Dataset records:

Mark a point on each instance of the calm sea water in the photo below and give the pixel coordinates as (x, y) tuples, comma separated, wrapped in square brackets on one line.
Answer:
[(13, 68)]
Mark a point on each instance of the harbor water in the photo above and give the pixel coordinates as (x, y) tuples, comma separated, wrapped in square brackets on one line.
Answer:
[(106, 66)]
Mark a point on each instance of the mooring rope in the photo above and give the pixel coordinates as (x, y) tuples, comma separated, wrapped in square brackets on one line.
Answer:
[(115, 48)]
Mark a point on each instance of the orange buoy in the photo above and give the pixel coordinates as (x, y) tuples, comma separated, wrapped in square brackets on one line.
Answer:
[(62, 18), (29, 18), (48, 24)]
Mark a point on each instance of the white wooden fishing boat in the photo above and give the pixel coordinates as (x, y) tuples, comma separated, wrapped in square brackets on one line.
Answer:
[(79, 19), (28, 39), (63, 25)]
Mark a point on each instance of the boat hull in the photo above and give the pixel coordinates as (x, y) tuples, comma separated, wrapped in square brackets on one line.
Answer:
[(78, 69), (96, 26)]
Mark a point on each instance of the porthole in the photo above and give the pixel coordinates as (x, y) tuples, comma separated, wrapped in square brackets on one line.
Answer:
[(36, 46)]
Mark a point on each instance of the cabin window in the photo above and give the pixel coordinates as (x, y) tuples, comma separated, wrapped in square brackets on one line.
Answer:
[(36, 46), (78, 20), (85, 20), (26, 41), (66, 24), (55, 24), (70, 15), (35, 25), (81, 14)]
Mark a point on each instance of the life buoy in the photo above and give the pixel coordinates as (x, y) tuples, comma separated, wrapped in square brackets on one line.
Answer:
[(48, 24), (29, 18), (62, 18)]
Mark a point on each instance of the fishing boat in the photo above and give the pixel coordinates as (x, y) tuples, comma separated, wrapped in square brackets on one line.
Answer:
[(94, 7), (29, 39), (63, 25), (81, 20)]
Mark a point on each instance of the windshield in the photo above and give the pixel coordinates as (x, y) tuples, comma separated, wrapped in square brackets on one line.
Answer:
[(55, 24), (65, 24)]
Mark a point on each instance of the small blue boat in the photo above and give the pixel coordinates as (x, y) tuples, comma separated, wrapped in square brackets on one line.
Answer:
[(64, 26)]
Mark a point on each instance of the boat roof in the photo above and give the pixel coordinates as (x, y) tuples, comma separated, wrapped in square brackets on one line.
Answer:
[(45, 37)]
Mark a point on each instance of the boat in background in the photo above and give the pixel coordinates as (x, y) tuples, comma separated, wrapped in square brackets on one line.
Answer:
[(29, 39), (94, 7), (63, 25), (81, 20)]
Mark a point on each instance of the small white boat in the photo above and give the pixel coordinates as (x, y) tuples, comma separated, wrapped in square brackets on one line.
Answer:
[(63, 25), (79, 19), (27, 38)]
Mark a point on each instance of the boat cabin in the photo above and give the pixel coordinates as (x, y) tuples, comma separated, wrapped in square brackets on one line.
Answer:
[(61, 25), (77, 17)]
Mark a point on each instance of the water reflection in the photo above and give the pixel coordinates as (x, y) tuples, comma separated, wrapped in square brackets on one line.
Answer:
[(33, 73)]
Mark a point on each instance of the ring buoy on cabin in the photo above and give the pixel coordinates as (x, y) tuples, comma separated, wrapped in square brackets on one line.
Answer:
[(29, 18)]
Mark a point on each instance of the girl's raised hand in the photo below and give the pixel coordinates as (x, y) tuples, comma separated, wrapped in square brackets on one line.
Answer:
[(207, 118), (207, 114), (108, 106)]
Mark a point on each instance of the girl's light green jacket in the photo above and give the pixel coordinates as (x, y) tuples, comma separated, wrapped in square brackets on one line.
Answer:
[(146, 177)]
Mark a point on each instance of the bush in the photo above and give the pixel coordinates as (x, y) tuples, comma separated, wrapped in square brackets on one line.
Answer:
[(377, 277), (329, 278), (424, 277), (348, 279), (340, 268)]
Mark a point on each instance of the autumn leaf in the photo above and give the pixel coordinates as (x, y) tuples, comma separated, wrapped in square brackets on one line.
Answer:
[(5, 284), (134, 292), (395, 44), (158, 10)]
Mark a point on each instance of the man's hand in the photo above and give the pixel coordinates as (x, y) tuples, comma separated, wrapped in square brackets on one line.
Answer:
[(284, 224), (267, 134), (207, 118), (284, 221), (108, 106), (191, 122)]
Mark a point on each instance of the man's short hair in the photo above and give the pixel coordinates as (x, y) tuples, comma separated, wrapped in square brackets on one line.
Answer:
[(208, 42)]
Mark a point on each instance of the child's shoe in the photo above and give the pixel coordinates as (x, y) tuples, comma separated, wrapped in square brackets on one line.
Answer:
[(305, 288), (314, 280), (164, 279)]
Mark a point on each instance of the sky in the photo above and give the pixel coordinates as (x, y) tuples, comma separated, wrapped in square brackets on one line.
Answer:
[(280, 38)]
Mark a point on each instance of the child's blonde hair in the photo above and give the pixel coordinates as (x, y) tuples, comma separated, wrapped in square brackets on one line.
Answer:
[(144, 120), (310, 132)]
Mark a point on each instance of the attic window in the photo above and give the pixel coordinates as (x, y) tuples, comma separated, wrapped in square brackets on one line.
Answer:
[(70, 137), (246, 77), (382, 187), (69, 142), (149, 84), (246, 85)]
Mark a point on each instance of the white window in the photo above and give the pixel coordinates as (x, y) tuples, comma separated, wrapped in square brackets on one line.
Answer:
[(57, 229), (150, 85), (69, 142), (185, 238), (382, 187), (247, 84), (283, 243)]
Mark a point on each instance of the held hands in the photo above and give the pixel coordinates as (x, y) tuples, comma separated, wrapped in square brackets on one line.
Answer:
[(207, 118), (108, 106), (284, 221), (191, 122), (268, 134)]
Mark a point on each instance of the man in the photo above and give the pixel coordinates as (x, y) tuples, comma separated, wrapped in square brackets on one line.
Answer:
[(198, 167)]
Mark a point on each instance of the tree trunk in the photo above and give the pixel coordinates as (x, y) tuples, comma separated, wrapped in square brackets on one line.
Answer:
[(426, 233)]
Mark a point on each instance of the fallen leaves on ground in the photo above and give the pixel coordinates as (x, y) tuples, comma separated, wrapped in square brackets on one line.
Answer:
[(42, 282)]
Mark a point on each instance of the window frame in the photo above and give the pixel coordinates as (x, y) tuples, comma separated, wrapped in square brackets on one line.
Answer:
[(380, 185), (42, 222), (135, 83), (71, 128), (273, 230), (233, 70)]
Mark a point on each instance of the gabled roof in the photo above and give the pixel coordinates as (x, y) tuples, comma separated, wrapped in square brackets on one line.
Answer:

• **Exercise objective**
Please edit the items from the line containing "Mark a point on each instance of the porthole" through the line containing "[(94, 7), (29, 39), (63, 25), (81, 20)]", both included, replacing every "pixel coordinates" with "point coordinates" and leaving all else unchanged. Return only those lines.

• **Task solution**
Mark a point on each instance of the porthole in the photo above and give the point coordinates as (x, y) tuples, comma separated, wrapped in square brackets on one line.
Answer:
[(36, 46)]
Mark a point on each instance of the cabin window in the photo above and give the point coordinates as (x, y) tuples, comma separated, wrapped in square brackets on one line.
Answer:
[(36, 46), (78, 20), (85, 20), (26, 41), (66, 24), (55, 24), (70, 15), (35, 25), (81, 14)]
Mark a point on each instance of the life buoy in the photo above and give the point coordinates as (x, y) tuples, comma separated, wrapped in square brackets on one line.
Answer:
[(48, 24), (29, 18), (62, 18)]
Mark a point on each instance of the fishing boat in the photo above and give the point coordinates as (x, y) tuples, comma separated, wrapped in square brackets on one line.
Answer:
[(94, 7), (29, 39), (63, 25), (81, 20)]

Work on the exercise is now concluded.